══ SUPPLIED PASSAGE ══
Central Portugal holidays

Varied, historic, compact and accessible, The Centro region is a traveller’s delight. From glacial valleys to lush green mountains, painted wooden boats to the baroque extravaganza of Manueline churches, urban canals and never-ending sand-dunes, citadels perched on hills and the black slate of village roofs, Centro manages to gather such contrasts and bind them together.

In the 12th and 13th centuries Coimbra was once the capital of the whole country and still exudes a certain dignified stateliness within the confines of its Old Town. With a royal palace at its summit and home to one of the oldest universities in Europe, the city is dominated by the energy of its 25,000 students. Historically one of Portugal’s main artistic centres, the tradition is continued in the medieval winding alleys, dotted with studios and bars, and in the excellence of the new museum of Machado de Castro. In Coimbra, unusually, the lament of fado is sung by men. The Baroque University library, populated by bats that deal with the insects that might damage the books, is of exceptional interest.

Nearby, at Conimbriga, are some of the best preserved of all Roman ruins. City walls, paved roads, lines of columns and spectacular mosaics can be viewed away from the tourist mass. One of the great delights of Portugal in general is that it contains so many interesting locations and so much history and yet remains somehow “unknown” to the majority of holidaymakers. Unlike other destinations, there is always the chance that you will feel you have discovered somewhere special, all on your own.

Fortified town of Sortelha, Central Portugal

Holidays In Central Portugal

To the east of the pilgrimage town of Fatima, for instance, stands the extraordinary Convento de Cristo, at Tomar.  Built in the 12th century as a monastic fortress against the Moors, it is both formidable and theatrical. The base of the Knights Templar in Portugal, its original church copies the Church of the Dome in Jerusalem. Despite the Templars falling out of favour with the Pope on account of their wealth and ambitions, they were protected here by King Dinis and under Henry the Navigator became the engine-room behind the Age of Exploration. Gargoyles, cloisters, Manueline embellishments, intricate stonework, exquisite tiling, and glorious views contribute to a unique building.

50 kms east of the Atlantic coast, surrounded by mountains, is the delightful hill-top town of Viseu, with its narrow streets, many churches, and splendid Romanesque-Gothic Cathedral dating from 830 A.D. The Cathedral square is one of the most impressive in the country. The Grao Vasco Museum houses the colourful works of the 16th century painter Vasco Fernandes.
═══
• REQUIREMENTS:
Resume the travel piece on holidays in central Portugal, picking up after its final sentence.
══ LISTED ENTRIES ══
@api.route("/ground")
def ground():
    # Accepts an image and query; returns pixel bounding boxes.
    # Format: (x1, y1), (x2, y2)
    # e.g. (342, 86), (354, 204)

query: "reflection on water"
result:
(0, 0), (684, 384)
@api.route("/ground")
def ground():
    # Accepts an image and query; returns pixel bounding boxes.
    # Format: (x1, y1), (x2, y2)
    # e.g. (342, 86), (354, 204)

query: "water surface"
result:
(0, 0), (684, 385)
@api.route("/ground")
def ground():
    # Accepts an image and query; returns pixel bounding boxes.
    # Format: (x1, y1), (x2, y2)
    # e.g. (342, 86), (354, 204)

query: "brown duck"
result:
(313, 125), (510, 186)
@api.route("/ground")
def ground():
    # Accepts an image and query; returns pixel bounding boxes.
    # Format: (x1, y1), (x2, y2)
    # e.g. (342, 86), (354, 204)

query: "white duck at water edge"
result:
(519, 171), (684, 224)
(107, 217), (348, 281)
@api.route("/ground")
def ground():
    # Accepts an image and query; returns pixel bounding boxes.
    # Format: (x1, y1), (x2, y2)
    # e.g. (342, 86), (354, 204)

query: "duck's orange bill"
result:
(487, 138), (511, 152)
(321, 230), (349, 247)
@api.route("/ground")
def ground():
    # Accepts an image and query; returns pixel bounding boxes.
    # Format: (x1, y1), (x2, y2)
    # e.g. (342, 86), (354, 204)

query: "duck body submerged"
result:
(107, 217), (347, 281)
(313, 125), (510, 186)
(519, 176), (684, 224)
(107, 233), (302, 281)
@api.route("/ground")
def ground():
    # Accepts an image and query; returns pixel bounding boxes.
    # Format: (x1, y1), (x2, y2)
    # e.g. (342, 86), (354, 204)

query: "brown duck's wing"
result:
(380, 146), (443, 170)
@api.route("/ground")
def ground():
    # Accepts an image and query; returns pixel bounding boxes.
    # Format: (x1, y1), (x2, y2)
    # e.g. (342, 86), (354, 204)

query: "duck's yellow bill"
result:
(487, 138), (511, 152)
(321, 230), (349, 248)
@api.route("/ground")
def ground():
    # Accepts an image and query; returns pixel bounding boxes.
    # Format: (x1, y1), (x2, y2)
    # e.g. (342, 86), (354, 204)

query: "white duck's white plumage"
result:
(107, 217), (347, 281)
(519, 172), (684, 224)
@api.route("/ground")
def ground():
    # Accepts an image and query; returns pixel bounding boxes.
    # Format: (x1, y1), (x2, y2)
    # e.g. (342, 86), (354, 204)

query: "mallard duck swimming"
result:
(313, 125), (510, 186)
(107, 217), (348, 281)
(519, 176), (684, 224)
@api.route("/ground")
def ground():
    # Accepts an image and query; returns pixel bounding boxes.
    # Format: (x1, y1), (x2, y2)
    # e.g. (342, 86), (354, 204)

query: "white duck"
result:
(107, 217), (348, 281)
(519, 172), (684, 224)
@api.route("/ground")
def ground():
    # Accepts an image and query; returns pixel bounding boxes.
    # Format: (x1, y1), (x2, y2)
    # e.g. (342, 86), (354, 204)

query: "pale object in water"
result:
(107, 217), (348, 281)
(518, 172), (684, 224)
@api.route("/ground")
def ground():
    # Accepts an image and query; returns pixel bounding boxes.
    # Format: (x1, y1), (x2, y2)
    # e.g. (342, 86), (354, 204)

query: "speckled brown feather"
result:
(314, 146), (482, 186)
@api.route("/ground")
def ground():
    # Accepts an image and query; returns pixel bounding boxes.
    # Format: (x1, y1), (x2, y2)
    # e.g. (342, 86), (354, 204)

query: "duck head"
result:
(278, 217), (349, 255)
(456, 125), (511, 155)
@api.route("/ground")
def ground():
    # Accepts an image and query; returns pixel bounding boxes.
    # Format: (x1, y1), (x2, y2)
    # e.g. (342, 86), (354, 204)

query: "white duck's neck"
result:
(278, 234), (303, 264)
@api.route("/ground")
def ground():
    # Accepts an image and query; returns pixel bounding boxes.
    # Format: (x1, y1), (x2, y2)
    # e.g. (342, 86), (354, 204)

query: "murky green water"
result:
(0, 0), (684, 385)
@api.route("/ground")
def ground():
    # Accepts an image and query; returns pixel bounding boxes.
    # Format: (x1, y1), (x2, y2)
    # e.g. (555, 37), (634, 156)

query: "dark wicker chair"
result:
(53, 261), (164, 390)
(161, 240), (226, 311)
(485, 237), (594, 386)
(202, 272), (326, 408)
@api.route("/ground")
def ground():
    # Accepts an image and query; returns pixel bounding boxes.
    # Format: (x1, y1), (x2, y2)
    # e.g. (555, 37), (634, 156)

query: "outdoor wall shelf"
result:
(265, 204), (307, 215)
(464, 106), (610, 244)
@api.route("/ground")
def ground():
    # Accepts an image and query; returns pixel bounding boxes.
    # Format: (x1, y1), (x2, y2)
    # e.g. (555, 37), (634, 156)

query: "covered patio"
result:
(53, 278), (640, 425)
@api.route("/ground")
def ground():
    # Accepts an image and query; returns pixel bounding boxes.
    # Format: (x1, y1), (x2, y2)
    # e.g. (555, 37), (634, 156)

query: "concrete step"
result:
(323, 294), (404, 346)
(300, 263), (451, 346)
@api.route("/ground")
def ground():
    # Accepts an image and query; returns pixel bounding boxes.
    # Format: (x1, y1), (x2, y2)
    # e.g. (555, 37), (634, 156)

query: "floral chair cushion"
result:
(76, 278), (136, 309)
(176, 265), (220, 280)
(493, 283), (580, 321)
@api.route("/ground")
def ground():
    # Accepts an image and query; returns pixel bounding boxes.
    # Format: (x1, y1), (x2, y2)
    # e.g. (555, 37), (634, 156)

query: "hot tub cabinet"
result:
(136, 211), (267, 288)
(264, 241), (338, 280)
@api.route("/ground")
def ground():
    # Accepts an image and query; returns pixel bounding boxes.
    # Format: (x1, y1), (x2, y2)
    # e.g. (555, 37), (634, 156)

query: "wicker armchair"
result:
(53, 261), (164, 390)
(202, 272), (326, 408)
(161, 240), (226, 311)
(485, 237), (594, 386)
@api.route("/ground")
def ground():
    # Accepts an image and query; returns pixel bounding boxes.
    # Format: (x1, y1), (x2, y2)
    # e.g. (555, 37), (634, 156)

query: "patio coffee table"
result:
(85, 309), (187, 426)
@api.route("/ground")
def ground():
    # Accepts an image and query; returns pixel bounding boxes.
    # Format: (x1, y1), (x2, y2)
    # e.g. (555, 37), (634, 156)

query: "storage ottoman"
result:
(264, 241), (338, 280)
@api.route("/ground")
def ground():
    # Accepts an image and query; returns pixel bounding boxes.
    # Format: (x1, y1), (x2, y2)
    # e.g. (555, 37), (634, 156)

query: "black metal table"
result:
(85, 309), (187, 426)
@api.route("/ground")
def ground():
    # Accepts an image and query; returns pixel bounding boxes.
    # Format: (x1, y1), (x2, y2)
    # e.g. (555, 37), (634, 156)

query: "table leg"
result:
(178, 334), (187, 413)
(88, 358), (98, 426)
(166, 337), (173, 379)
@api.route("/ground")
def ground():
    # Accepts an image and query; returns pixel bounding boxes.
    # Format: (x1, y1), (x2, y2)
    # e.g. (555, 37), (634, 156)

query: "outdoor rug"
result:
═══
══ LISTED ENTRIES ══
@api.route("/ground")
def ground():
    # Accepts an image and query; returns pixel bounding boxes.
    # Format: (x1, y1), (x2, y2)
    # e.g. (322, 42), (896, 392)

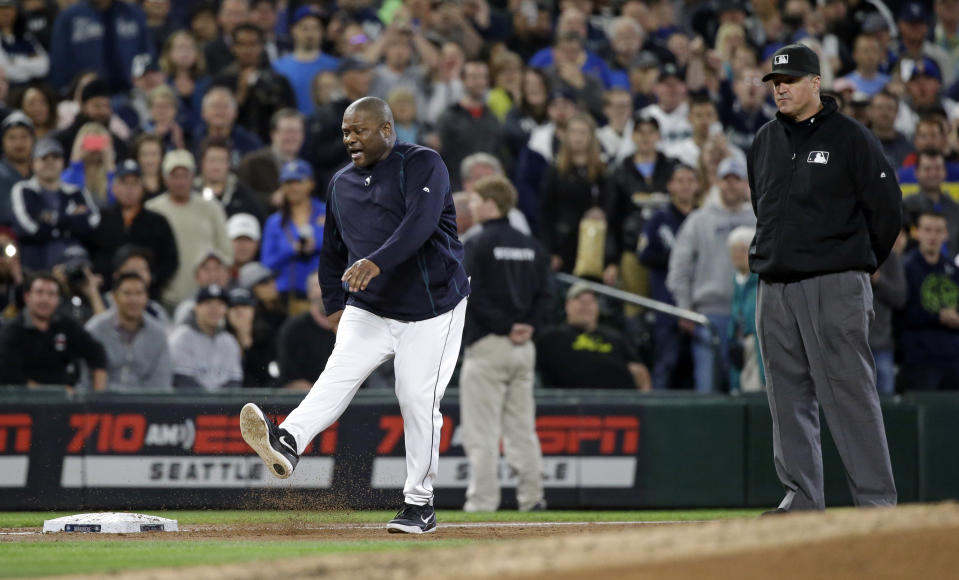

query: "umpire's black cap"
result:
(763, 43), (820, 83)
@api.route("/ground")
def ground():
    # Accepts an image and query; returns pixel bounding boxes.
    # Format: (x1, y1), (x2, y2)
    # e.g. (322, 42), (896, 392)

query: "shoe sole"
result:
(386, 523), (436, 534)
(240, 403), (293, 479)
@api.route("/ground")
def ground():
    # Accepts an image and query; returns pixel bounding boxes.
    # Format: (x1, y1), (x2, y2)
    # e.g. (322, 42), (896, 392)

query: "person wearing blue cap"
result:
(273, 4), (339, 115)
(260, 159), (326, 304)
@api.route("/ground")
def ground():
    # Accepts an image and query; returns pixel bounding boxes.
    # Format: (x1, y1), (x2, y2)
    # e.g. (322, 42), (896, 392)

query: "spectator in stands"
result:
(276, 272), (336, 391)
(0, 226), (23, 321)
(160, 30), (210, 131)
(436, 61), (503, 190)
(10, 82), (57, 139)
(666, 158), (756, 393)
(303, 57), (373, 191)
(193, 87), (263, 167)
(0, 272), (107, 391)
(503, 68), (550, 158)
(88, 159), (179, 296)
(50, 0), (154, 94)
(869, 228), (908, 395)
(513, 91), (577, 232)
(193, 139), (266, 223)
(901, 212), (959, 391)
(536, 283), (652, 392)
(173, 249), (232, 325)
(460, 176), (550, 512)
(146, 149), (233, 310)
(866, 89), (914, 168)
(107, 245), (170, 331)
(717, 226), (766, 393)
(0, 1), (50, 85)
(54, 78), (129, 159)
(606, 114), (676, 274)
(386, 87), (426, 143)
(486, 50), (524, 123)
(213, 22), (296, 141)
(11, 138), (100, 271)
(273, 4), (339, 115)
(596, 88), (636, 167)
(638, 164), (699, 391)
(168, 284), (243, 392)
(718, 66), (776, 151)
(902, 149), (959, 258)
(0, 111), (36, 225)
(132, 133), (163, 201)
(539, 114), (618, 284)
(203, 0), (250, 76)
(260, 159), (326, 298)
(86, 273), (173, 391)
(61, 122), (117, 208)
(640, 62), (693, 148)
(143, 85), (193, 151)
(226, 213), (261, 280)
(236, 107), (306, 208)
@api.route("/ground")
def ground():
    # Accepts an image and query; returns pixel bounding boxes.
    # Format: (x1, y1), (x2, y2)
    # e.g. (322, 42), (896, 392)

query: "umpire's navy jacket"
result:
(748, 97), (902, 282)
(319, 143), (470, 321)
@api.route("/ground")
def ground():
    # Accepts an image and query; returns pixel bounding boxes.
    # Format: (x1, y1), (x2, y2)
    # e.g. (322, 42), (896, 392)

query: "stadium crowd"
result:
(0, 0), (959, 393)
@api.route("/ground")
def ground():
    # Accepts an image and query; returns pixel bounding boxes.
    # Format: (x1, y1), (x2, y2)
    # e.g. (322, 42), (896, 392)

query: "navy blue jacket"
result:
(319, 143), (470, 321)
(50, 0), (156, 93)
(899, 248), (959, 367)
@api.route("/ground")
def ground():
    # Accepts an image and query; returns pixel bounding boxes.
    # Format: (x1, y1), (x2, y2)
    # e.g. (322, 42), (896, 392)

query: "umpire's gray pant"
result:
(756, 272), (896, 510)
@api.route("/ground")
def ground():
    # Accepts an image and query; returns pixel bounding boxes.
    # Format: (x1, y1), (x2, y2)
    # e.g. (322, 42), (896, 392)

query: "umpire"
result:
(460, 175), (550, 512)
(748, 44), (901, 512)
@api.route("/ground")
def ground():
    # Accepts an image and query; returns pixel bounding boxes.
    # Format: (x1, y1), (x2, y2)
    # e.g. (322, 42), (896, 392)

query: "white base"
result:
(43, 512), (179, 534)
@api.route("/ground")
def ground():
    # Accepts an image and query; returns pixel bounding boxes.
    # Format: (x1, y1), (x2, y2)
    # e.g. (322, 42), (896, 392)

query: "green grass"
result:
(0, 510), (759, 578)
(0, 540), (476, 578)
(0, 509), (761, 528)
═══
• THE ANSWER:
Known as the “City of the Water”, Aveiro is crisscrossed by canals, which are used by the unique wooden boats called Moliceiro that originally transported “molico” (ria vegetation), goods and cattle.  Small of draught, with tall masts and helm, they are propelled at first by a long wooden pole. Their most distinctive feature is their wonderfully painted helms, shaped like half-moons. These are true folk art, and can be seen en masse during the Regatta that takes place between Torriero and Aveiro. A network of Buga bikes (which are free to use) provides another way to explore the Art Nouveau buildings and tiled houses of this busy port city.

Throughout the region, hidden villages nestle amidst the green hillsides. Each season has its own character, cold and wet in winter, very hot in summer. In spring, magnolias blossom and there are a multitude of majestic linden trees. To the east, the pine forests of Serra da Estrela are part of the highest mountain range in the country, laced with streams, waterfalls and lagoons, and rich in wildflowers and birdlife. Nearby, the medieval fortified towns of Almeida and Belmonte guard against the incursions of old Spain.

Easy to negotiate by car or train, Centro has a wealth of subtle attractions.

Fortifications
Fortified towns and castles line the Spanish border. Some of the most impressive can be found at Belmonte, Castelo Mendo, Castelo Rodrigo, Guarda and Almeida.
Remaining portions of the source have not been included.